Start of Provided data

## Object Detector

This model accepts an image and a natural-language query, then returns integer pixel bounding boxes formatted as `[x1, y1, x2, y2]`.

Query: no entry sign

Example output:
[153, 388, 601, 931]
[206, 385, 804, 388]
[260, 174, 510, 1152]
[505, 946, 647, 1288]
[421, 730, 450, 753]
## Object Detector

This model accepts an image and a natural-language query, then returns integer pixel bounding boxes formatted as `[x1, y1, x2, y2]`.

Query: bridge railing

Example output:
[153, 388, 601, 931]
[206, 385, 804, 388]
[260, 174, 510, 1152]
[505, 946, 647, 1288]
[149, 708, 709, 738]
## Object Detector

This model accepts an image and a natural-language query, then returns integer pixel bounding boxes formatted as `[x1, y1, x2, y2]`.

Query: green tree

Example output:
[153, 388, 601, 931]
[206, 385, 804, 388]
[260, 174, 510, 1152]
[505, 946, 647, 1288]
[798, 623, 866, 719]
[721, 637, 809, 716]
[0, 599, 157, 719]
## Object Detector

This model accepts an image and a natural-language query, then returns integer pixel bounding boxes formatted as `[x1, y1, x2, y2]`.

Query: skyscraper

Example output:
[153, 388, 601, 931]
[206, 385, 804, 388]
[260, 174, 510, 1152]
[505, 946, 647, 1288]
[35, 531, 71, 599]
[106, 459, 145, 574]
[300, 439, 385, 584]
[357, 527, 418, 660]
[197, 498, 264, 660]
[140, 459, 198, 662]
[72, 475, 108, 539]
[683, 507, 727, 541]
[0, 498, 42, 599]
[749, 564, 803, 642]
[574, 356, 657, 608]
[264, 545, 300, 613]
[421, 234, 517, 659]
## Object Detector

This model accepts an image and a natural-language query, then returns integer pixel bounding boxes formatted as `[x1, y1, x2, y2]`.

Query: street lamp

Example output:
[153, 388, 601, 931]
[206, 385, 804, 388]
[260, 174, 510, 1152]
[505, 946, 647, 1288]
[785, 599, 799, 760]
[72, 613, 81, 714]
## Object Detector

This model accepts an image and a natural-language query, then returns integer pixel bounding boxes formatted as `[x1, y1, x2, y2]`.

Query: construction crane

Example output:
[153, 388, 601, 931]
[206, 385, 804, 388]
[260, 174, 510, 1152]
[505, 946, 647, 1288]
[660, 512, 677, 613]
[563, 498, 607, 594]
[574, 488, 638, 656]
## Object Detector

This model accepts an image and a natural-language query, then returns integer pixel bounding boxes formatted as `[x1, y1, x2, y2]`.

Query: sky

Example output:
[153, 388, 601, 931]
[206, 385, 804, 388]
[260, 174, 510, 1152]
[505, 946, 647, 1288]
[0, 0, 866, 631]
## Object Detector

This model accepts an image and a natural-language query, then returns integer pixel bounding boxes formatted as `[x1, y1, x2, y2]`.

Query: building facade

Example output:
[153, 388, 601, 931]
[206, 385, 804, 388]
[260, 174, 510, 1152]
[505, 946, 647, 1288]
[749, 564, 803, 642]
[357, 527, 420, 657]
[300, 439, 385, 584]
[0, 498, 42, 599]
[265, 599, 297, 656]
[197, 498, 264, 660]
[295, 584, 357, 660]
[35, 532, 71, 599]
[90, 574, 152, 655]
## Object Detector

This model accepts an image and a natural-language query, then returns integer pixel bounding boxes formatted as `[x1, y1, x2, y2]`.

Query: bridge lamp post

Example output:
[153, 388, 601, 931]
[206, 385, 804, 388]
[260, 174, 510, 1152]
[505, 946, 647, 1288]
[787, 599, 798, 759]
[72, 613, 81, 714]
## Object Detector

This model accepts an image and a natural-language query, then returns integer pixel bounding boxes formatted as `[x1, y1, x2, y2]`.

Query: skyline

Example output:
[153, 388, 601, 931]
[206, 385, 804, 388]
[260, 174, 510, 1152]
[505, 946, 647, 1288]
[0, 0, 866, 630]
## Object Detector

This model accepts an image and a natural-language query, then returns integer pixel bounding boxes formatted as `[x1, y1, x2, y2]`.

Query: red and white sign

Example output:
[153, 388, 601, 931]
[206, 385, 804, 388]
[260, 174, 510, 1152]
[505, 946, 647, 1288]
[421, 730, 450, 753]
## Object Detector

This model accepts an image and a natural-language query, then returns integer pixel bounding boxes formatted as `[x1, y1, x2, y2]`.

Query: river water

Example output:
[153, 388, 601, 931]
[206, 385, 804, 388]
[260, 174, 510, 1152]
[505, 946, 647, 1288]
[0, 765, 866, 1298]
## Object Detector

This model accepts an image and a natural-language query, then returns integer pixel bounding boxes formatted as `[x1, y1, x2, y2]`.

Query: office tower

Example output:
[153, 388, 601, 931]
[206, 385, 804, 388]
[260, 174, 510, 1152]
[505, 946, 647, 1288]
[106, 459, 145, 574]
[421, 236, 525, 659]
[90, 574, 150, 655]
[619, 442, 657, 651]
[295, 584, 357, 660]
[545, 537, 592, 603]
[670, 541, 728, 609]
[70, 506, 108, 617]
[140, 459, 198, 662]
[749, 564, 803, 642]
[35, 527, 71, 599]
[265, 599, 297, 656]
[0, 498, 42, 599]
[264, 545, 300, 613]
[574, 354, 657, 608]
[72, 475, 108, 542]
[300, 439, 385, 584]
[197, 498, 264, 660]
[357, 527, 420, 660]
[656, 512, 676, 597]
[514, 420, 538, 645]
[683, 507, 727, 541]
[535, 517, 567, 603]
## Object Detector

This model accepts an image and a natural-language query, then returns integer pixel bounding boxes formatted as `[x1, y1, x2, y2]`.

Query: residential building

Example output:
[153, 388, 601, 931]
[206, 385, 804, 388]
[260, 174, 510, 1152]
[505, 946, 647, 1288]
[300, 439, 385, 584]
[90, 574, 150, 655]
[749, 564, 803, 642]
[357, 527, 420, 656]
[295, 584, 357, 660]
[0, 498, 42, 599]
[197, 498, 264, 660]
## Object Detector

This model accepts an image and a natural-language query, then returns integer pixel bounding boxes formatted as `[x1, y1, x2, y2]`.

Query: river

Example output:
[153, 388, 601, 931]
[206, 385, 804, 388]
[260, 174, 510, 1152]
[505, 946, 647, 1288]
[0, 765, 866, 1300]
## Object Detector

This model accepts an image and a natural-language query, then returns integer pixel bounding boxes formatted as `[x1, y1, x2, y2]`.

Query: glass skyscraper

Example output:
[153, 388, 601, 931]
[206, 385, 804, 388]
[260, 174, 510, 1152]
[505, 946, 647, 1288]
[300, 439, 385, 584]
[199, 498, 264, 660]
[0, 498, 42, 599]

End of Provided data

== Set exercise ==
Please write out the listing again, swapping every "natural-language query" for "free-text query" and leaving everything else untouched.

== Solved exercise ==
## Object Detector

This model accepts an image and a free-text query, then returns integer pixel bounding boxes formatted as `[x1, y1, x2, y2]`.

Query: no entry sign

Example output:
[153, 388, 601, 931]
[206, 385, 804, 388]
[260, 174, 510, 1152]
[505, 946, 647, 1288]
[421, 730, 450, 753]
## Object Detector

This model accepts an image and a free-text query, then returns integer pixel bounding boxes formatted as `[x1, y1, x2, y2]`.

Query: bridge railing

Example output:
[153, 388, 601, 931]
[206, 385, 804, 388]
[260, 174, 510, 1152]
[505, 946, 647, 1288]
[149, 708, 709, 738]
## Object Detector

This model accepts an image and a free-text query, then returns integer pixel bounding boxes formatted as `[x1, y1, x2, y2]`.

Query: green tree

Example output:
[153, 388, 601, 931]
[206, 385, 804, 388]
[260, 174, 510, 1152]
[505, 946, 647, 1288]
[798, 623, 866, 719]
[721, 637, 809, 716]
[0, 599, 157, 719]
## Object Detector

This model accepts an image and a free-text query, then returns integer pixel bounding boxes formatted as `[x1, y1, x2, y2]`.

Query: skyscraper

Example output:
[153, 388, 601, 931]
[206, 385, 804, 388]
[260, 174, 510, 1152]
[505, 946, 647, 1288]
[35, 531, 71, 599]
[106, 459, 145, 574]
[300, 439, 385, 584]
[357, 527, 418, 660]
[197, 498, 264, 660]
[140, 459, 198, 662]
[72, 475, 108, 539]
[683, 507, 727, 541]
[0, 498, 42, 599]
[749, 564, 803, 642]
[574, 356, 657, 608]
[264, 545, 300, 613]
[421, 234, 517, 659]
## Object Detector

This model accepts an image and a free-text query, then returns integer pixel bounding boxes formatted as `[x1, y1, x2, y2]`.

Query: street lamp

Example output:
[153, 388, 601, 931]
[206, 385, 804, 388]
[260, 174, 510, 1152]
[505, 946, 647, 1288]
[785, 599, 799, 760]
[72, 613, 81, 714]
## Object Detector

This model accepts an image and a free-text query, then returns integer pixel bounding boxes formatted as `[x1, y1, x2, y2]`.

Query: construction crane

Example output:
[153, 388, 601, 931]
[206, 385, 804, 388]
[260, 174, 510, 1152]
[505, 946, 647, 1288]
[660, 512, 677, 613]
[563, 498, 607, 594]
[574, 488, 638, 656]
## Object Detector

This model accepts an image and a free-text query, then returns integer pixel bounding boxes formatted as `[x1, y1, x2, y2]`.

Query: sky

Example output:
[153, 388, 601, 931]
[206, 385, 804, 388]
[260, 174, 510, 1152]
[505, 946, 647, 1288]
[0, 0, 866, 631]
## Object Detector

This model accepts an image and a free-text query, then returns integer pixel bounding boxes formatted as `[x1, y1, x2, y2]`.

Query: building facade

Example output:
[153, 388, 601, 931]
[206, 385, 804, 388]
[260, 174, 510, 1152]
[505, 946, 647, 1288]
[749, 564, 803, 642]
[357, 527, 420, 657]
[300, 439, 385, 584]
[0, 498, 42, 599]
[265, 599, 297, 656]
[197, 498, 264, 660]
[295, 584, 357, 660]
[35, 532, 71, 599]
[90, 574, 152, 655]
## Object Detector

This model accepts an image and a free-text query, then returns integer pixel bounding boxes formatted as `[x1, y1, x2, y2]`.

Query: bridge lamp post

Example output:
[153, 388, 601, 931]
[206, 385, 804, 388]
[260, 174, 510, 1152]
[505, 946, 647, 1288]
[787, 599, 798, 759]
[72, 613, 81, 714]
## Object Detector

This model accepts an image and a free-text query, then returns integer pixel bounding boxes formatted as `[x1, y1, x2, y2]`.

Query: skyline

Example output:
[153, 388, 601, 931]
[206, 385, 804, 388]
[260, 174, 510, 1152]
[505, 946, 647, 1288]
[0, 0, 866, 630]
## Object Detector

This model accepts an image and a free-text query, then returns integer pixel bounding boxes formatted as `[x1, y1, x2, y2]`.

Query: red and white sign

Example output:
[153, 388, 601, 931]
[206, 385, 804, 388]
[260, 174, 510, 1152]
[505, 946, 647, 1288]
[421, 730, 450, 753]
## Object Detector

This model accepts an image and a free-text query, then returns integer pixel bounding boxes formatted as `[x1, y1, x2, y2]`.

Query: river water

Example output:
[153, 388, 601, 931]
[206, 385, 804, 388]
[260, 174, 510, 1152]
[505, 946, 647, 1288]
[0, 765, 866, 1298]
## Object Detector

This model accepts an image and a free-text query, then returns integer pixel bounding boxes formatted as `[x1, y1, x2, y2]`.

Query: office tower

Example output:
[153, 388, 601, 931]
[206, 385, 804, 388]
[260, 174, 510, 1152]
[505, 946, 647, 1288]
[106, 459, 145, 574]
[421, 236, 525, 659]
[90, 574, 150, 655]
[619, 442, 657, 651]
[295, 584, 357, 660]
[545, 537, 592, 603]
[670, 541, 728, 609]
[70, 506, 108, 617]
[140, 459, 198, 662]
[749, 564, 803, 642]
[35, 527, 71, 599]
[265, 599, 297, 656]
[0, 498, 42, 599]
[264, 545, 300, 613]
[574, 354, 657, 608]
[72, 475, 108, 542]
[300, 439, 385, 584]
[197, 498, 264, 660]
[357, 527, 420, 660]
[656, 512, 676, 597]
[514, 420, 538, 645]
[683, 507, 727, 541]
[535, 517, 567, 603]
## Object Detector

This model accepts an image and a free-text query, then returns integer pixel bounding boxes formatted as `[x1, y1, x2, y2]`.

Query: residential building

Example output:
[153, 388, 601, 931]
[206, 385, 804, 388]
[260, 174, 510, 1152]
[505, 946, 647, 1288]
[300, 439, 385, 584]
[90, 574, 150, 655]
[749, 564, 803, 642]
[357, 527, 420, 656]
[295, 584, 357, 660]
[0, 498, 42, 599]
[197, 498, 264, 660]
## Object Detector

This model accepts an image and a free-text query, then returns integer pixel bounding boxes formatted as `[x1, y1, x2, y2]`.

Query: river

Example output:
[153, 388, 601, 931]
[206, 385, 804, 388]
[260, 174, 510, 1152]
[505, 946, 647, 1288]
[0, 765, 866, 1300]
## Object Detector

This model accepts an image and a free-text query, then returns integer pixel bounding boxes formatted as `[x1, y1, x2, y2]`.

Query: glass skyscraper

Example output:
[153, 388, 601, 931]
[206, 385, 804, 388]
[260, 174, 510, 1152]
[505, 946, 647, 1288]
[300, 439, 385, 584]
[199, 498, 264, 660]
[0, 498, 42, 599]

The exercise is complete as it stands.